PASSAGE TO READ |
◆ ◆ ◆ ◆

Long-running processes involved.
The feature in question is used to triage or fix MediaWiki in the case of failures
The application is going to be run in a separate environment from MediaWiki itself

Given MediaWiki is not just part of the Wikimedia production infrastructure but also a software used my many third-parties, we can't just delegate some of its fundamental functions to an external service completely. Whenever an external service provides a functionality, we also need to ask ourselves if said functionality is fundamental or optional to MediaWiki.If the functionality replaced by the external service is fundamental, a fallback solution must be present within MediaWiki that substitutes what is being implemented in the service. As an example: for Wikimedia purposes, async processing for MediaWiki is implemented via a series of external services; for simple installations, a MySql-backed version of the same mecahnism exists and cannot be dropped from MediaWiki. What constitutes a core functionality of MediaWiki and what doesn't will need to be further defined elsewhere, and is beyond the scope of this document.

Architectural Guidelines for external services

This document only deals with principles (e.g. an application needs to be observable and expose appropriate metrics) and not with implementation guidelines. Practical implementation guidelines will be written to detail how the principles enumerated in this document are to be applied in technical terms (e.g. the application must expose RED metrics from a <tt>/metrics</tt> endpoint in prometheus format, with a precise naming convention). The reason to split the two parts is that while we don't expect the principles to change much across time, but we do expect the implementation guidelines to change quicker due to technical evolution.

There are various aspects of the development and usage cycle of a new service, and several of those need to be as standardized as possible across the board in order not to make the complexity of our ecosystem become unmaintainable. In general, adopting a non-monolithic architecture has its costs, and unless standards are maintained regarding how different applications need to interoperate and how they're developed.

There are several aspects of the development of a service that need to be taken into account:

  • Development policies
  • Security/privacy requirements
  • Production deployment

In the next few sections we analyze the requirements a new service must fulfill in each of those categories.

Development policies

Everything we develop should be free, open to collaboration and useful in itself. So, a new service must:

  • Actually do something
  • Be created only if there is no well crafted, well maintained, architecturally compatible FLOSS software that provides comparable functionality that can be adopted and improved/modified if needed.
  • Avoid needlessly duplicating features or functionality provided in other services
  • Be licensed under an OSI-approved license
  • Provide a configuration mechanism that does not involve changing the distributed code
  • Use a language and toolset that have been approved by TechCom

While some of our services will be only useful in the WMF context, in other cases the standalone service is intended to be distributed for general use. In that case, it must have the following properties:

  • Have a documented installation and uninstallation process that conform to our implementation guidelines
  • Have a documented upgrade process that conform with our implementation guidelines
  • Be versioned using semver
  • Indicate versions of MediaWiki with which it's compatible
  • Provide a mechanism by which support (community or otherwise) can be requested
  • Provide a mechanism by which patches can be proposed
  • Provide a mechanism by which public security advisories are issued

Security and privacy

All features implemented as standalone services must have the following properties:

  • Minimize data collection for any type of PII
  • Be compliant with the WMF privacy/data retention policies.
  • Implement privacy controls that are ''at least'' equivalent to those of any calling service. For example, if the privacy controls of the calling service specify that IP addresses will not be stored for more than 90 days, the external service may not store IP addresses for longer than that time.

◆ ◆ ◆ ◆

SUPPLIED RECORDS |
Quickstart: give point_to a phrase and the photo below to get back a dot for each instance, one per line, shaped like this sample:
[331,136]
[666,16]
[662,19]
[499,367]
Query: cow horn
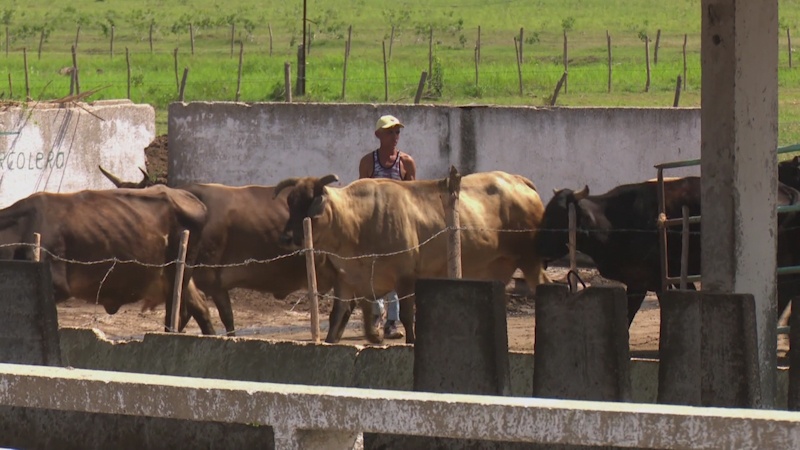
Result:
[582,194]
[328,179]
[112,178]
[289,182]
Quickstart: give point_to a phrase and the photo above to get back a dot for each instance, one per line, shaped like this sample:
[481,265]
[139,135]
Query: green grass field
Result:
[43,34]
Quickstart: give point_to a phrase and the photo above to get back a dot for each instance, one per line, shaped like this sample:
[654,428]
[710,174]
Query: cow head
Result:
[789,172]
[146,182]
[553,237]
[307,198]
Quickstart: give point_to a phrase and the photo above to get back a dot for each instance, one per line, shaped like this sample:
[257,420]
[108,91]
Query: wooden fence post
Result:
[287,80]
[180,267]
[564,77]
[647,62]
[385,74]
[183,83]
[453,224]
[346,57]
[420,87]
[239,77]
[175,60]
[608,43]
[655,49]
[311,272]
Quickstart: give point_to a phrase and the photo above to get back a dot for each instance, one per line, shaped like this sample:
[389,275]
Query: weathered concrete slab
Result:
[581,349]
[461,347]
[708,350]
[28,323]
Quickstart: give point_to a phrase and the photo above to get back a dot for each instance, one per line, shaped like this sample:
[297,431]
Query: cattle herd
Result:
[119,246]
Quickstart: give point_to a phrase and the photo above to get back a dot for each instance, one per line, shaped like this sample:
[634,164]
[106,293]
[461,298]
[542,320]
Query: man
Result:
[388,162]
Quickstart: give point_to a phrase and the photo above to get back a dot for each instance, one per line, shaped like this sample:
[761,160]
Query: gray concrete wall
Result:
[263,143]
[57,147]
[302,363]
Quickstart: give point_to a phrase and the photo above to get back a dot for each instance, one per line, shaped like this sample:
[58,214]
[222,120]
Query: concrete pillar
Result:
[738,141]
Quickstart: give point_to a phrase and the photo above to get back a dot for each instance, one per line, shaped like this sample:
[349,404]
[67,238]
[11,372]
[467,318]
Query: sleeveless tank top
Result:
[392,172]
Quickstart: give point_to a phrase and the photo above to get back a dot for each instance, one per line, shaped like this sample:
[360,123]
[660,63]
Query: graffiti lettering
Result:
[32,161]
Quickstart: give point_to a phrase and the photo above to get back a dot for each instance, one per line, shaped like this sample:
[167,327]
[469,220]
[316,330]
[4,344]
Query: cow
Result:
[111,247]
[382,235]
[618,230]
[239,245]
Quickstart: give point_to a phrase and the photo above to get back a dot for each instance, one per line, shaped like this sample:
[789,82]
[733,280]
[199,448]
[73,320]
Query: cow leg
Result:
[635,299]
[337,321]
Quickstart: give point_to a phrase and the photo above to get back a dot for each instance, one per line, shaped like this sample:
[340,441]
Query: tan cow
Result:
[395,221]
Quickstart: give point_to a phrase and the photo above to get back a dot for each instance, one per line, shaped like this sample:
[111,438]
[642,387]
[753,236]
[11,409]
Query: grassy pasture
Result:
[213,67]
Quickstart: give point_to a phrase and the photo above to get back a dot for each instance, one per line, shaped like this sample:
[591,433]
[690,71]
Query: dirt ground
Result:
[258,315]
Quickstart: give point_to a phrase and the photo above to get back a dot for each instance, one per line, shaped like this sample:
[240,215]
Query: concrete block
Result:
[28,317]
[708,350]
[461,348]
[581,350]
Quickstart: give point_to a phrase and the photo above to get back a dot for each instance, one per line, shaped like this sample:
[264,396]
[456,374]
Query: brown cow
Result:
[396,219]
[111,247]
[243,227]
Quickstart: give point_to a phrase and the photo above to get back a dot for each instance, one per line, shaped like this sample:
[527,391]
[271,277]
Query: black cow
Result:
[618,230]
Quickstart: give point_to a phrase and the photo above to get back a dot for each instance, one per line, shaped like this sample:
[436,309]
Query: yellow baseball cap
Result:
[388,122]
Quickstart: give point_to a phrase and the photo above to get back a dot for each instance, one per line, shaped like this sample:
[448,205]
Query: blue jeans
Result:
[393,307]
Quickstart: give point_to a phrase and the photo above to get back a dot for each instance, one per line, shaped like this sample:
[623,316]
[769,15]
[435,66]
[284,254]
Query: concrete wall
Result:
[57,147]
[259,360]
[263,143]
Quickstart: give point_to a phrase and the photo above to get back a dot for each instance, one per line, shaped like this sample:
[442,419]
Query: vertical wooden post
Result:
[478,45]
[128,65]
[565,77]
[311,272]
[684,247]
[517,51]
[561,82]
[385,74]
[647,62]
[572,246]
[183,84]
[655,49]
[420,87]
[75,70]
[391,43]
[685,37]
[233,35]
[430,53]
[239,77]
[37,247]
[269,27]
[346,58]
[175,60]
[41,42]
[608,43]
[287,80]
[25,65]
[453,224]
[180,267]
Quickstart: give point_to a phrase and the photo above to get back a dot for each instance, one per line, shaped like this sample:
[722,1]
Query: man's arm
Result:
[410,167]
[365,166]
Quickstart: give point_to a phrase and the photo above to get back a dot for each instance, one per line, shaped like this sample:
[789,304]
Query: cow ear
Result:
[317,206]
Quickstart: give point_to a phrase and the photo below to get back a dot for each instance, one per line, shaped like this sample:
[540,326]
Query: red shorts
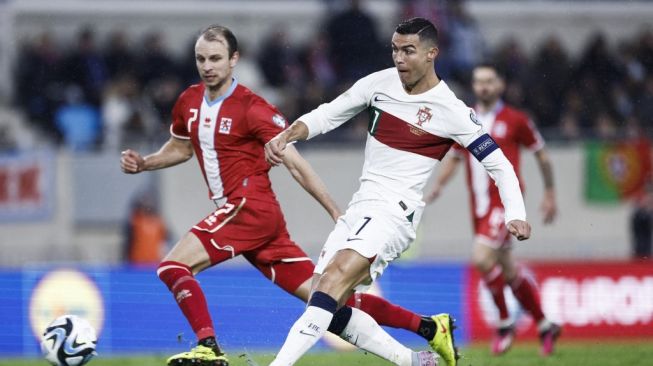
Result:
[257,230]
[491,230]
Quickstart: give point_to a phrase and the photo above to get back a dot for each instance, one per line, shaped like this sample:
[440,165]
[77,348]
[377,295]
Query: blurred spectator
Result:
[122,113]
[598,64]
[548,81]
[37,73]
[14,132]
[511,60]
[277,59]
[154,61]
[644,103]
[604,92]
[318,66]
[146,234]
[645,49]
[569,127]
[78,121]
[605,126]
[466,43]
[355,48]
[118,57]
[85,68]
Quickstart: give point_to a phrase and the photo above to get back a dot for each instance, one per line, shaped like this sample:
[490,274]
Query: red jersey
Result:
[228,135]
[511,129]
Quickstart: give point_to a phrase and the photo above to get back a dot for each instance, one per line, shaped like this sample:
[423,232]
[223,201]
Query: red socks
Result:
[189,296]
[526,293]
[495,283]
[385,313]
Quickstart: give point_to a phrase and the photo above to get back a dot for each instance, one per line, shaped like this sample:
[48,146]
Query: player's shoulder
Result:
[246,96]
[193,91]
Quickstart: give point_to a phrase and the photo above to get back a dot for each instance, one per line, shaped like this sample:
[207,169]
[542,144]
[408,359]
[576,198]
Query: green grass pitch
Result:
[570,353]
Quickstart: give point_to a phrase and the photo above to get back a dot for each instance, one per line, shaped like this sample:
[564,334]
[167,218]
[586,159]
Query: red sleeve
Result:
[458,150]
[178,127]
[528,135]
[265,121]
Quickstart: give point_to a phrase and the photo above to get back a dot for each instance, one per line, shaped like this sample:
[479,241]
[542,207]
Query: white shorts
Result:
[378,230]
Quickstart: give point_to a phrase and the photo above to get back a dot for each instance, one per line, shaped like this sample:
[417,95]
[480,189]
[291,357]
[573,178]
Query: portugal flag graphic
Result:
[616,170]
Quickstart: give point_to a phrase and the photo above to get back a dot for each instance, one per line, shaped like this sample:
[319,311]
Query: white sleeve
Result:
[463,127]
[503,174]
[330,115]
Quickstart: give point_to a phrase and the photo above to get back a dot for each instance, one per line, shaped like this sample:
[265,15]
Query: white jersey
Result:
[409,135]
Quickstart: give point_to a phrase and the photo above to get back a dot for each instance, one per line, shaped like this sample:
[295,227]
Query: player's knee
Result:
[171,273]
[483,263]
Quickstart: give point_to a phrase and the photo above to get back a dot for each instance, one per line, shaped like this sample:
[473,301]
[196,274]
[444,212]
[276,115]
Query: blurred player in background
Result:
[414,119]
[492,254]
[226,125]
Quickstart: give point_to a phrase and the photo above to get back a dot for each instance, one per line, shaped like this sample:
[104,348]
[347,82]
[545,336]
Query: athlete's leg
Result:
[177,271]
[346,270]
[486,260]
[527,293]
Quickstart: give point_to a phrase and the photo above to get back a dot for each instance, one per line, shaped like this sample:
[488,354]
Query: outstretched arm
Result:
[173,152]
[447,169]
[304,174]
[275,148]
[549,208]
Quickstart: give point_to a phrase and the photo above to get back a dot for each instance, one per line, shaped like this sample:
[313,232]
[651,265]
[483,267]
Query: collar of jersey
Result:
[224,96]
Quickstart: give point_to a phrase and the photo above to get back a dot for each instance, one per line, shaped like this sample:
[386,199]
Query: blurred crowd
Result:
[90,93]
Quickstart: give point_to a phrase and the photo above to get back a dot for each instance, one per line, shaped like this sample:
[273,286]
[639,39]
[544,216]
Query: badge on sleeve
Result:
[472,116]
[279,120]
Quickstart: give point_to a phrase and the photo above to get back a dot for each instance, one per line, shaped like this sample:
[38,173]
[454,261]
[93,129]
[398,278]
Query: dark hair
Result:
[420,26]
[212,32]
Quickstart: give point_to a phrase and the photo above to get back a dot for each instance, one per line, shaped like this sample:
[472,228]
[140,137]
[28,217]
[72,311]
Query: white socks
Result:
[363,332]
[306,331]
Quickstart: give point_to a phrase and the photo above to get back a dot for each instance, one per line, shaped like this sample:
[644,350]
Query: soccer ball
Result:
[69,341]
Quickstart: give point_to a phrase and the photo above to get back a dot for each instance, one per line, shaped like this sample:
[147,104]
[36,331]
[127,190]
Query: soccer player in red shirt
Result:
[492,255]
[226,126]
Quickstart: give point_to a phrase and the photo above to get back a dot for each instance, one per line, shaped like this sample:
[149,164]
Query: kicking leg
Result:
[177,271]
[346,270]
[526,292]
[486,261]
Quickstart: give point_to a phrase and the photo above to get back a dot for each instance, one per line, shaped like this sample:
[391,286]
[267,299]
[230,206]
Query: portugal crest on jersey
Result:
[279,120]
[424,115]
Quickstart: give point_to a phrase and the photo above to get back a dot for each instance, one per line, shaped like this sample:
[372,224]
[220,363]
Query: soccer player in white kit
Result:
[414,120]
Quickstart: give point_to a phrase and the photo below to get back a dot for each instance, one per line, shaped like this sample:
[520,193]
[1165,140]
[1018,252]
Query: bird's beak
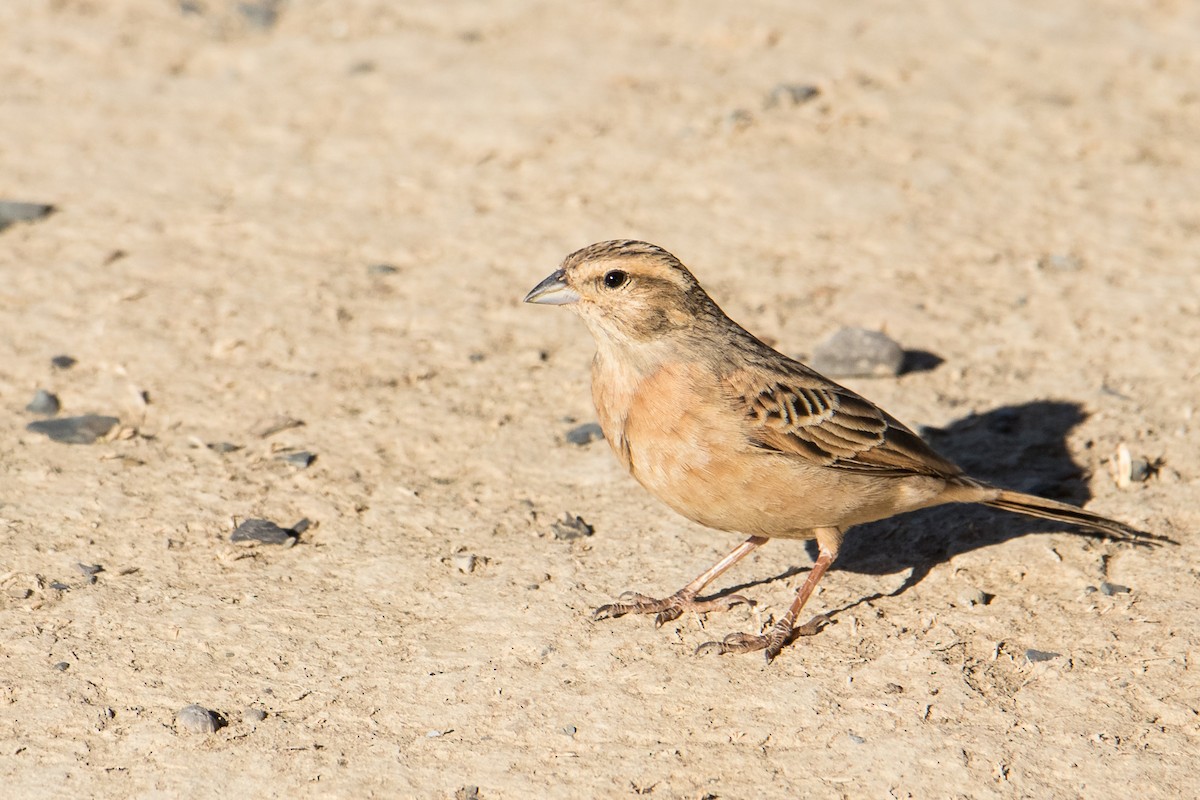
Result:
[553,290]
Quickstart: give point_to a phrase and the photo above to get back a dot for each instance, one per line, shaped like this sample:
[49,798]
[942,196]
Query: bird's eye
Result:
[615,278]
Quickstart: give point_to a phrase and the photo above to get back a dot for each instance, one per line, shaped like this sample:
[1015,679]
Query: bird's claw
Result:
[667,608]
[772,643]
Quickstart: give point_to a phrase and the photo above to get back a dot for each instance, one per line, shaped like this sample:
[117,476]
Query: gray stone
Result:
[262,531]
[858,353]
[43,403]
[570,528]
[585,434]
[15,211]
[196,719]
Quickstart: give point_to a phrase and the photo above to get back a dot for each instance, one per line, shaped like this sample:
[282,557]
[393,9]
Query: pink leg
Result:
[672,607]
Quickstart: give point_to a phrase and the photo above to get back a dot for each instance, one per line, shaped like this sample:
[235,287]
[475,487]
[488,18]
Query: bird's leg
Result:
[785,630]
[672,607]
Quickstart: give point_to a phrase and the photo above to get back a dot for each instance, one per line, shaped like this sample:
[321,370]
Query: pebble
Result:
[858,353]
[971,597]
[263,531]
[585,434]
[16,211]
[262,14]
[76,429]
[43,403]
[251,715]
[1061,263]
[791,94]
[196,719]
[570,528]
[301,458]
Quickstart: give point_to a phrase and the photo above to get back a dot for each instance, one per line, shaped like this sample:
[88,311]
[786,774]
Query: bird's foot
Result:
[667,608]
[772,642]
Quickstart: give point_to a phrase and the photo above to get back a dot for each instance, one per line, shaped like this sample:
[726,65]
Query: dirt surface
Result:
[1013,187]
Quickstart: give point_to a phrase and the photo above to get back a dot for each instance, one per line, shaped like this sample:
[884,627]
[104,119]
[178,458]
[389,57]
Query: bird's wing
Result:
[799,413]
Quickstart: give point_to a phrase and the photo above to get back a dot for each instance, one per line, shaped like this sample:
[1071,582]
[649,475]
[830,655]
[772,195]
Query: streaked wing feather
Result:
[804,415]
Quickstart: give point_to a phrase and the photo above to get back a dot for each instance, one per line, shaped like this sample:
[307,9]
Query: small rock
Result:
[196,719]
[273,425]
[251,715]
[858,353]
[791,94]
[973,596]
[263,531]
[76,429]
[585,434]
[262,14]
[570,528]
[15,211]
[43,403]
[1061,263]
[301,458]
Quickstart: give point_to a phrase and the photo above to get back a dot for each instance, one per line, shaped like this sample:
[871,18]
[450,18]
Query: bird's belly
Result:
[733,486]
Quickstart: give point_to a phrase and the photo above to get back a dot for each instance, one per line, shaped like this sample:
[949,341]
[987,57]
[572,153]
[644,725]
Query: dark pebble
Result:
[301,458]
[251,715]
[1060,263]
[43,403]
[570,528]
[791,94]
[197,719]
[585,434]
[858,353]
[263,531]
[15,211]
[76,429]
[262,14]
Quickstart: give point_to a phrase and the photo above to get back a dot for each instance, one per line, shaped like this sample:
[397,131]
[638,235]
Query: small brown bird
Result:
[738,437]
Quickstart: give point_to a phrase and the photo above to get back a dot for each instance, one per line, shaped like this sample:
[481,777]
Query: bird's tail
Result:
[1036,506]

◆ ◆ ◆ ◆

EXERCISE DIRECTIONS | From the text on MediaWiki external services, copy out the stretch from "Everything we develop" through "improved/modified if needed.".

EXPECTED ANSWER |
Everything we develop should be free, open to collaboration and useful in itself. So, a new service must:

  • Actually do something
  • Be created only if there is no well crafted, well maintained, architecturally compatible FLOSS software that provides comparable functionality that can be adopted and improved/modified if needed.